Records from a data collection
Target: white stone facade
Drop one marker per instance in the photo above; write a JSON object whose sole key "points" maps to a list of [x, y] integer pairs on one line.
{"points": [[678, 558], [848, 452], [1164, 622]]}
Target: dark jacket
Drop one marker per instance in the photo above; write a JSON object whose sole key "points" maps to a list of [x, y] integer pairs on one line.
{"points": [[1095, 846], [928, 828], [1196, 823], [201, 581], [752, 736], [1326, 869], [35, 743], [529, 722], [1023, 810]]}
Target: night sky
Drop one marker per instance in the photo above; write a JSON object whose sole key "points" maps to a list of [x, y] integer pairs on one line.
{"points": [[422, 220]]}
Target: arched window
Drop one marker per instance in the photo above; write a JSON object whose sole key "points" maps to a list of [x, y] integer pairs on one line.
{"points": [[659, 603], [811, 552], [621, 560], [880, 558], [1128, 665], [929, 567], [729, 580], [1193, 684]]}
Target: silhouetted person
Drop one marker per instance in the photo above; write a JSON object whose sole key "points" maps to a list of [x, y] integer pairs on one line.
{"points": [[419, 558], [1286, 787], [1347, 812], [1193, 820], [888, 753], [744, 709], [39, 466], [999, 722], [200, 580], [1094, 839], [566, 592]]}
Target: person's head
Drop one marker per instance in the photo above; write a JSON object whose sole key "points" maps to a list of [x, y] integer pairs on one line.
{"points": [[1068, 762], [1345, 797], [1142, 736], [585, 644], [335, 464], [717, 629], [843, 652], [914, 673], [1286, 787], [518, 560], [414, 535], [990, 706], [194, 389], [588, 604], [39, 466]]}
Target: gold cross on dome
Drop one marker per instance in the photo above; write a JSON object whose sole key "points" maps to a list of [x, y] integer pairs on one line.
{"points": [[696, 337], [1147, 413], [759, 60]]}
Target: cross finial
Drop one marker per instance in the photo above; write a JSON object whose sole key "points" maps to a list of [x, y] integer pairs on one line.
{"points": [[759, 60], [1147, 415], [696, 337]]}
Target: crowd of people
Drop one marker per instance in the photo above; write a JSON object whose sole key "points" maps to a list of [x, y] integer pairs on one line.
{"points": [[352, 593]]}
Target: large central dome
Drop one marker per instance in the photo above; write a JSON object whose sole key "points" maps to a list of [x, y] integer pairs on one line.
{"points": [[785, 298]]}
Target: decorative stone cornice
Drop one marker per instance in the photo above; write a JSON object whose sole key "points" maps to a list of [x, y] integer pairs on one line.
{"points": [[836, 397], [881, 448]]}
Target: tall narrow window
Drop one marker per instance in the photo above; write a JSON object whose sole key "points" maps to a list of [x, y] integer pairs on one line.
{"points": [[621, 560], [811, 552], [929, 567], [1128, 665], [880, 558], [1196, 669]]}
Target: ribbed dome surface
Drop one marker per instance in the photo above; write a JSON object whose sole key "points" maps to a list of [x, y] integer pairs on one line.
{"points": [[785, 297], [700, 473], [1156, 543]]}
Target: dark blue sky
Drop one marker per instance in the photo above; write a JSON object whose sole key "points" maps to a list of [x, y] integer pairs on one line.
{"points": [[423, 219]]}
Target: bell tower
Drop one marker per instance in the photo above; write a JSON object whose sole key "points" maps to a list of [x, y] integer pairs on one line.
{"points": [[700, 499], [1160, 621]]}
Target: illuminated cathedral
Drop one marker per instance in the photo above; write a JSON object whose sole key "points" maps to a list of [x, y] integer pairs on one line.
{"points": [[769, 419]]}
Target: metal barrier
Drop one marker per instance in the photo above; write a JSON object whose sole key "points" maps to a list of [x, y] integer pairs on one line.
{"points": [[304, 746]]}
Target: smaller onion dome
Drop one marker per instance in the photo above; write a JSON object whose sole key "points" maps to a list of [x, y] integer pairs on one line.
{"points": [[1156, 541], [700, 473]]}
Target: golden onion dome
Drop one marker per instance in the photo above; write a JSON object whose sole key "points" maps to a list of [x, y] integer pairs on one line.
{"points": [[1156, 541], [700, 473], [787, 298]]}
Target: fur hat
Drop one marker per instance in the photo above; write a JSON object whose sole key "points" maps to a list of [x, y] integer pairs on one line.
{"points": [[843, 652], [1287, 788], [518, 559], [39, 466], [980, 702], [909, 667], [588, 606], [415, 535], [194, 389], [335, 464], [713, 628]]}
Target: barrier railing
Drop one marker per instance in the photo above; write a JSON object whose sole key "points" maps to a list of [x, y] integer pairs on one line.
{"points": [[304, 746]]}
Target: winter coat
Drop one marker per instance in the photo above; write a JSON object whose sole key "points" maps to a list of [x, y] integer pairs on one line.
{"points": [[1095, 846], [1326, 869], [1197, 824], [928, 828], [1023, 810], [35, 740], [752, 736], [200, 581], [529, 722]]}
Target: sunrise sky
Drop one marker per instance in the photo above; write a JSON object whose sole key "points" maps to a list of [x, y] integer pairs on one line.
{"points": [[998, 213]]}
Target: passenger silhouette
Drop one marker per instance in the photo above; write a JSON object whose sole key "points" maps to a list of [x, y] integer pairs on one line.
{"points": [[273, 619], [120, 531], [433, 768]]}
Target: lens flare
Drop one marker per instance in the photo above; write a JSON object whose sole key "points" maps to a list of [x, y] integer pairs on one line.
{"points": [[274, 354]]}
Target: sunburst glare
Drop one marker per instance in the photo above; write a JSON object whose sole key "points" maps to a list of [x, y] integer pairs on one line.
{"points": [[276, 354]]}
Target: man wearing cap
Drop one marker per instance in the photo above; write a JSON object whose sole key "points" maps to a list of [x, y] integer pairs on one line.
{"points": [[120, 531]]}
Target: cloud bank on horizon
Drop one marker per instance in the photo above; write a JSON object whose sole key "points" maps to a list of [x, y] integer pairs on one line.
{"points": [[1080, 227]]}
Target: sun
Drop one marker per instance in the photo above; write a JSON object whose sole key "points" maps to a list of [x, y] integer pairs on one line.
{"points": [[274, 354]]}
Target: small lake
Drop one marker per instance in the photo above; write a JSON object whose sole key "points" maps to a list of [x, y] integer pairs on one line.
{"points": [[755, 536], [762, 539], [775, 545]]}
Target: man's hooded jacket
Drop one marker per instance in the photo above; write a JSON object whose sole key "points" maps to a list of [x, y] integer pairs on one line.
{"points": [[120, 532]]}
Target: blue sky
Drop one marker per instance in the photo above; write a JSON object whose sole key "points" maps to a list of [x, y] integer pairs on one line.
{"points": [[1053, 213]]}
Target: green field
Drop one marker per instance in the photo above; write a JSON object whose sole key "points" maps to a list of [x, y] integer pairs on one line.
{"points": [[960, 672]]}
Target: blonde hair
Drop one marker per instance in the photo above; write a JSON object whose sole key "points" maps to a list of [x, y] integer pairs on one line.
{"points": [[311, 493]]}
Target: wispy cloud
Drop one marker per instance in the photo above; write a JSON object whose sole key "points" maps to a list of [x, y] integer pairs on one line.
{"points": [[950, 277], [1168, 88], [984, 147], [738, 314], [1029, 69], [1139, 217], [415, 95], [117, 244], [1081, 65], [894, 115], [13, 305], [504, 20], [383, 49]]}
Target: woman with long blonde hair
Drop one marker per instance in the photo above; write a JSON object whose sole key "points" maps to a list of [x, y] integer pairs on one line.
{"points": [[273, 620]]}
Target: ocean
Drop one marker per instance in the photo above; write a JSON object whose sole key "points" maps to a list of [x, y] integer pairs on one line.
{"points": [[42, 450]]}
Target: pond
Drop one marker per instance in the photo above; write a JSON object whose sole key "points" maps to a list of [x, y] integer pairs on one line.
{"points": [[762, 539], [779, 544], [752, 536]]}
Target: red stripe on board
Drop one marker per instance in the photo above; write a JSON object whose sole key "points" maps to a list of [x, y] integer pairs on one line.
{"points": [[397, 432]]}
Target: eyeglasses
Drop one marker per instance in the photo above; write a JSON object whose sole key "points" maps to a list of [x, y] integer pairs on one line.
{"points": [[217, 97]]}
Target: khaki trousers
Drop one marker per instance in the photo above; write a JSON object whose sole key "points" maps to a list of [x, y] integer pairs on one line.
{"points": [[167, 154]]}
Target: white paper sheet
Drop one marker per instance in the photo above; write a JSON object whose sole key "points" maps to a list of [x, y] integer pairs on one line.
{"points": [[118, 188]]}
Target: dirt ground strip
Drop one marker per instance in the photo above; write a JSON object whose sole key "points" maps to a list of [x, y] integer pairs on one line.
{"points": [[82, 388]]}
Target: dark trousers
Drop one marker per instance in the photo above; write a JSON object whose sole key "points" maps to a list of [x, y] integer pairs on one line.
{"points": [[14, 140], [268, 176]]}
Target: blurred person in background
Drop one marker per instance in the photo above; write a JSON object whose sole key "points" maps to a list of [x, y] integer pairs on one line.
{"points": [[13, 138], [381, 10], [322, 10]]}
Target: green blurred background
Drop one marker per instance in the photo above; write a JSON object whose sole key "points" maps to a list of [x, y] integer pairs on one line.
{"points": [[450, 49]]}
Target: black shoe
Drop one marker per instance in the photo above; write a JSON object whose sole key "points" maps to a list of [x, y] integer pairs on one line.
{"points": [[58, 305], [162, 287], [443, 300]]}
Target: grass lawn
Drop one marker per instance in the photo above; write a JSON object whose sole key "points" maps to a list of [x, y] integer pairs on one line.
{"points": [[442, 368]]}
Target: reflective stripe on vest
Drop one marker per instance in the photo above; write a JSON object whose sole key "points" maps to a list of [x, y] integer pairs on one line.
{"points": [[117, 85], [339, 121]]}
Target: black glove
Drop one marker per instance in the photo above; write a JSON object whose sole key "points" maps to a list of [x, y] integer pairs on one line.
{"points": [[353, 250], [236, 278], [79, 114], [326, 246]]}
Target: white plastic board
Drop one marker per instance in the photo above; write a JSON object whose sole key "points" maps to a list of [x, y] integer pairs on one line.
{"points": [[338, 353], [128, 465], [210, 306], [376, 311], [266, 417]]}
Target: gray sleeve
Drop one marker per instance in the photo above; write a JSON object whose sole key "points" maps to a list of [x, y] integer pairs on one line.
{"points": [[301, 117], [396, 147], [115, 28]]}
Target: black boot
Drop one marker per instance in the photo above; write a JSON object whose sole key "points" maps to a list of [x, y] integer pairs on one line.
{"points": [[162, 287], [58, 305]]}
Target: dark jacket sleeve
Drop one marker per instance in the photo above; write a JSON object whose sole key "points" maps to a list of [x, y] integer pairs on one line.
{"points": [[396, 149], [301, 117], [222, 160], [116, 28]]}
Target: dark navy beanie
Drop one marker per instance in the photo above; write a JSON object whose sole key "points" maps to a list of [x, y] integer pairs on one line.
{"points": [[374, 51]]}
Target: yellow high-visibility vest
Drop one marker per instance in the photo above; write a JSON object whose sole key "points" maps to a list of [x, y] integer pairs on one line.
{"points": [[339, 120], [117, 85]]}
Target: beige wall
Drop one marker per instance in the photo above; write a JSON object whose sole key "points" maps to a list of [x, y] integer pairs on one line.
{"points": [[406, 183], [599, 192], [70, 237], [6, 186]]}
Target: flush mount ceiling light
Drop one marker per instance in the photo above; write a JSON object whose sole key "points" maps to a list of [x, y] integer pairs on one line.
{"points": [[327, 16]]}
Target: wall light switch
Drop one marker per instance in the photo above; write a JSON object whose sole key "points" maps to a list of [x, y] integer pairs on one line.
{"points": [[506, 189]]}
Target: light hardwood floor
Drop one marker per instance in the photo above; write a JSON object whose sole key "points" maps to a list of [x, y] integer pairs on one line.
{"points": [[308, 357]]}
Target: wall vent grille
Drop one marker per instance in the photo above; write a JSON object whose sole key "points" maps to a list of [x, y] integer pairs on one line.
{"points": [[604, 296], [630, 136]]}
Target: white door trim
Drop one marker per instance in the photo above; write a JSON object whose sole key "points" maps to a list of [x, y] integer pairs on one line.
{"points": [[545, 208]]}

Problem to work on.
Look above for the line containing "Target: illuminated cathedral". Output from there through the line containing "Target: golden onion dome", exactly and inclusively.

Exercise result.
Target: illuminated cathedral
Drop one marker per instance in the photo above; write a JSON object whose sole key "points" maps to a list of [x, y] integer pairs on one line.
{"points": [[769, 419]]}
Target: metal barrier
Drop one marker per instance in the photo above; write a JSON object whose sole key "points" maps to a list of [x, y] integer pairs on one line.
{"points": [[304, 746]]}
Target: smaller onion dome
Drop one marker per instance in the photo above; write a JSON object whose sole key "points" maps to a list of [x, y] integer pairs on one line.
{"points": [[1156, 541], [700, 473]]}
Target: golden onion dome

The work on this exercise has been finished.